Problems and tasks »
(a) Rewrite the paragraph of the detector results text that begins "Figure 1 shows measured 2D flood maps" as a short bulleted list that keeps its main facts.
(b) In the detector results text, rename "pixel dimensions" as "crystal dimensions" and give the passage again, starting at "source activity of" and ending at "dimensions 4 × 4 × 20 mm³.".

Text shown »

◆ ◆ ◆ ◆

Results and discussion

Figure 1 shows measured 2D flood maps that all 144 elements of a stilbene-SiPM array module can be identified when exposed to either ⁶⁰Co, ¹³⁷Cs, ²²Na, ¹³³Ba, or ⁵⁷Co gamma-ray sources (0.312 MBq activity) located 10 cm from the face of the module for an hour. The corresponding 1D slices through the center pixels of the detector map are shown in Fig. 2 for various gamma-ray sources. As the gamma-ray energy decreases, the detection efficiency increases as expected; however, Fig. 2 shows that the positional resolution across the array can degrade as the energy deposited is diminished. Note in particular that the relatively small 122 keV and 136 keV energy depositions from ⁵⁷Co result in significantly poorer localization in part because the signal size is degraded by competing electronic noise. In particular, the pixel-center is identified for all row or column pixels with a FWHM resolution that varies from 0.6 mm for the higher energy emitters to 4.76 mm for ⁵⁷Co.

Figure 1

source activity of each gamma-ray source was 0.312 MBq and the 10 cm distant source was measured for 1 h. The 12 × 12 stilbene scintillator had pixel dimensions 4 × 4 × 20 mm³.

◆ ◆ ◆ ◆

Extracted information »
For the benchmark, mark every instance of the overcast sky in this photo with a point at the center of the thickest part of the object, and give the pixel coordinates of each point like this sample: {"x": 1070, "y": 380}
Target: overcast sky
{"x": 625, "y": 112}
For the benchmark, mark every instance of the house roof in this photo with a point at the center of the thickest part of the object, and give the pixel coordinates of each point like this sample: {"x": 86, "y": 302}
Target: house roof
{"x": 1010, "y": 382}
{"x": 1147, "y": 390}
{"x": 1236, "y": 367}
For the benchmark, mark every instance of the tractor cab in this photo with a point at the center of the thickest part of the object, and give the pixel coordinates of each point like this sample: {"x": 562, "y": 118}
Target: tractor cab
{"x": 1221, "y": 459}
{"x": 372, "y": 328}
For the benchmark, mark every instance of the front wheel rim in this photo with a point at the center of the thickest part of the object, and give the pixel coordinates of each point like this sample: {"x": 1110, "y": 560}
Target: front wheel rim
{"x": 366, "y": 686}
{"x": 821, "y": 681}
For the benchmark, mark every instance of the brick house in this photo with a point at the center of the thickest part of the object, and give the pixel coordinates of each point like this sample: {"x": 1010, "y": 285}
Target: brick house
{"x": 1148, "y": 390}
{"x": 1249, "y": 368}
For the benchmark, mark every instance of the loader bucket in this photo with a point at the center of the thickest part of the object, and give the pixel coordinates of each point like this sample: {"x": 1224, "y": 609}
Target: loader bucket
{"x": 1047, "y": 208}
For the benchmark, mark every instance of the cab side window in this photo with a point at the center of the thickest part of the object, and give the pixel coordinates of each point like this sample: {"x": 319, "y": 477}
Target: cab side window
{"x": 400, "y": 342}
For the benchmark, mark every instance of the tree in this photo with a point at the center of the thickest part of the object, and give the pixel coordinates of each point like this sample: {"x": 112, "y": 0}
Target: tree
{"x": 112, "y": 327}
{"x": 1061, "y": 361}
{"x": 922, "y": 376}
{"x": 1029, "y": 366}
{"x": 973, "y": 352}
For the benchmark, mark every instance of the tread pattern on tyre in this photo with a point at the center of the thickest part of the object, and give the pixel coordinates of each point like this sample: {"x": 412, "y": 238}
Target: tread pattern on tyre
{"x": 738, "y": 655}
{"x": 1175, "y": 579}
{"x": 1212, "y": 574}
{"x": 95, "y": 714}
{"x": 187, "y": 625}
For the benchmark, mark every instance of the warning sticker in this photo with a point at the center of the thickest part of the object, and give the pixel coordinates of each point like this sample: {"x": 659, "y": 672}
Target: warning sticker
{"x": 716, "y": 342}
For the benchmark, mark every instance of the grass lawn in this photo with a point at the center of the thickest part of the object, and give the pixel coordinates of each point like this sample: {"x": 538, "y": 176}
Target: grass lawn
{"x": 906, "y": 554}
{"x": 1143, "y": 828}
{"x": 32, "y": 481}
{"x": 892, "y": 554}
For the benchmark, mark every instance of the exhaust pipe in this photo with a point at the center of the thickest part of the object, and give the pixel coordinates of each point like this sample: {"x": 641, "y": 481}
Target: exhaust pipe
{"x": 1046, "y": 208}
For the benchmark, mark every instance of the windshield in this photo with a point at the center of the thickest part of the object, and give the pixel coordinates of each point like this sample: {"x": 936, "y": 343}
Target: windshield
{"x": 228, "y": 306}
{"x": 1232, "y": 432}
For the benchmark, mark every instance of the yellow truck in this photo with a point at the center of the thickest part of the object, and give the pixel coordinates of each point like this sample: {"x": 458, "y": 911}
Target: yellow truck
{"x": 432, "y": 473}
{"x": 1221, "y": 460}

◆ ◆ ◆ ◆

Solved problems »
(a)
- Figure 1 shows that all 144 elements of a stilbene-SiPM array module can be identified in measured 2D flood maps.
- The sources were ⁶⁰Co, ¹³⁷Cs, ²²Na, ¹³³Ba, or ⁵⁷Co gamma-ray sources with 0.312 MBq activity, placed 10 cm from the module face for one hour.
- Figure 2 shows 1D slices through the center pixels for the different sources.
- Detection efficiency rises as gamma-ray energy falls, but positional resolution can degrade as the deposited energy decreases.
- The small 122 keV and 136 keV depositions from ⁵⁷Co give much poorer localization, partly because electronic noise degrades the signal.
- Pixel centers are identified for all row or column pixels, with FWHM resolution ranging from 0.6 mm for higher energy emitters to 4.76 mm for ⁵⁷Co.

(b)
source activity of each gamma-ray source was 0.312 MBq and the 10 cm distant source was measured for 1 h. The 12 × 12 stilbene scintillator had crystal dimensions 4 × 4 × 20 mm³.